Task directions
Output only these lines, set down exactly: the one containing "Target: sidewalk paving slab" and each line after it through the end of the records.

Start of Input

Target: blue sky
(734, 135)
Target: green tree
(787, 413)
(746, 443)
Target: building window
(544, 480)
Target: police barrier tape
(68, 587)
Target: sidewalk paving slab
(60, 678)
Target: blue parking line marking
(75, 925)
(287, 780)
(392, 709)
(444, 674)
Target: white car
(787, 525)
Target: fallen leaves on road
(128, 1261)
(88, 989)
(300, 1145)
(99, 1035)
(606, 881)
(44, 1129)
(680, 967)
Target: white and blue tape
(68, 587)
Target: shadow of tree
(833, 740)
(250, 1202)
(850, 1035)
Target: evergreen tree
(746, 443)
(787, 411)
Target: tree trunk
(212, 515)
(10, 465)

End of Input

Solution to this problem
Target: sidewalk paving slab
(60, 678)
Target: blue parking line marking
(75, 925)
(287, 780)
(392, 709)
(444, 674)
Target: white car
(787, 525)
Target: fallen leaves on road
(128, 1261)
(88, 989)
(300, 1145)
(99, 1035)
(606, 881)
(44, 1129)
(680, 967)
Target: white and blue tape
(68, 587)
Target: shadow of tree
(833, 740)
(250, 1202)
(850, 1035)
Target: evergreen tree
(746, 443)
(787, 411)
Target: tree trunk
(212, 515)
(10, 465)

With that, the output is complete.